* _CHALLENGE_
Copy all of the material below word for word, leaving out the pictures.

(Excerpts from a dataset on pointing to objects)
++++++++++

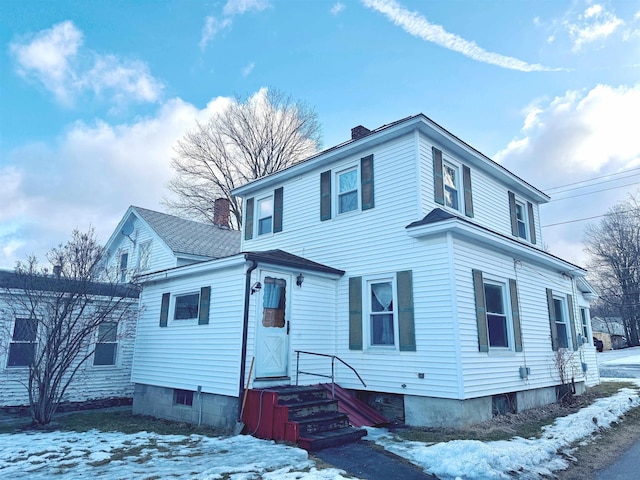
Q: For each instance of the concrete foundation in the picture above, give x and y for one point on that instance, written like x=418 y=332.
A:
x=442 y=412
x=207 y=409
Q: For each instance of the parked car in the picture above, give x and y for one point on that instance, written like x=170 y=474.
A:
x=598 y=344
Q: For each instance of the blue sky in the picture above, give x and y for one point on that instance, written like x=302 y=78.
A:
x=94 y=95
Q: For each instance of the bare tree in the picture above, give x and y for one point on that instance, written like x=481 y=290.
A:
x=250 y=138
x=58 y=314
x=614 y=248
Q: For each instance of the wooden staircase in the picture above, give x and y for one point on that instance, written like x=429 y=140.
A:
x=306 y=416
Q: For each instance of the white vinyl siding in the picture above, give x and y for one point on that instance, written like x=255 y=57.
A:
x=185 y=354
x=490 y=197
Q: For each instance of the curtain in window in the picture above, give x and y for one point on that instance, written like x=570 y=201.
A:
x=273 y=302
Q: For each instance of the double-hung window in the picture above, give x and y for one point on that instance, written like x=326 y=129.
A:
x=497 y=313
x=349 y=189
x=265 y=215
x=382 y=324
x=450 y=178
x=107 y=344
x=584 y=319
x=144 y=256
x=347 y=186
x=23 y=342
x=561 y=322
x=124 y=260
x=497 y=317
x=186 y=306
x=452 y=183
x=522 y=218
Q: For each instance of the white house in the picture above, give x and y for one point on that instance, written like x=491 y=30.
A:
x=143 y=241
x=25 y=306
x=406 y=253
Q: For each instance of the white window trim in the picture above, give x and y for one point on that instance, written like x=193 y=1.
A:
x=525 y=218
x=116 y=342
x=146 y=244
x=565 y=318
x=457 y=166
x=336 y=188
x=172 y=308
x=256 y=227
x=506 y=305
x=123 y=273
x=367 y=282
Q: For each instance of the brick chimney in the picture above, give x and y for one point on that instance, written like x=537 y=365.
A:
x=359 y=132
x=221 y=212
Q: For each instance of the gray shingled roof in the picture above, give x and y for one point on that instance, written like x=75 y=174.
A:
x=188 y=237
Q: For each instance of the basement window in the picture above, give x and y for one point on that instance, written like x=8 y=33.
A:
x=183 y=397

++++++++++

* _TASK RESULT_
Q: For each instance of the concrete foundation in the picture above, give x and y for one point on that instance, written like x=418 y=332.
A:
x=442 y=412
x=207 y=409
Q: For each instance of the parked car in the picture above, give x and y for one point on that instance, written like x=170 y=474.
A:
x=598 y=344
Q: For each instance of the blue sky in the picture above, give x and y for one point on that instance, written like x=302 y=78.
A:
x=94 y=95
Q: For each instance of the bare tree in the picture above, give x and y for one point on that instance, written like x=481 y=290.
A:
x=250 y=138
x=58 y=314
x=614 y=248
Q: For each instance of the wooden staircase in the picture above, give x and y for one point on that instance, written like x=429 y=140.
A:
x=306 y=416
Q: For each instance of the white vinyl siding in the picture above, give x and y for one point on that instance, written like x=255 y=57.
A:
x=185 y=354
x=490 y=197
Q: For each instance of the curtain in window in the picture above, give x and y for one point on that instance, written like x=570 y=201.
A:
x=273 y=302
Q: For each instance of the double-hung window in the picture above, give x and y for one point on that instance, written like x=326 y=129.
A:
x=497 y=313
x=349 y=189
x=265 y=215
x=382 y=324
x=450 y=178
x=107 y=344
x=584 y=319
x=144 y=256
x=347 y=186
x=23 y=342
x=561 y=322
x=124 y=260
x=497 y=317
x=186 y=306
x=452 y=183
x=522 y=218
Q: For each instance of the white house in the picture above, give x and y for one point on that instance, written like x=491 y=30.
A:
x=143 y=241
x=25 y=306
x=406 y=253
Q: For each instance of the white window trim in the picture above, give x and y for one point on that instance, written like x=193 y=1.
A:
x=525 y=218
x=116 y=342
x=146 y=244
x=565 y=318
x=457 y=166
x=336 y=188
x=172 y=308
x=256 y=227
x=506 y=305
x=123 y=273
x=367 y=282
Q: For each instance of the brick chimney in the picture above, give x and y for one point on that instance, written like x=537 y=365.
A:
x=359 y=132
x=221 y=212
Q: For each instance of the gray shingled roof in the picture above, give x and y for one point on that instance, written like x=75 y=174.
A:
x=188 y=237
Q: For each instance of the basement window in the picture above, give x and y for one point on that instance, written like x=8 y=33.
A:
x=183 y=397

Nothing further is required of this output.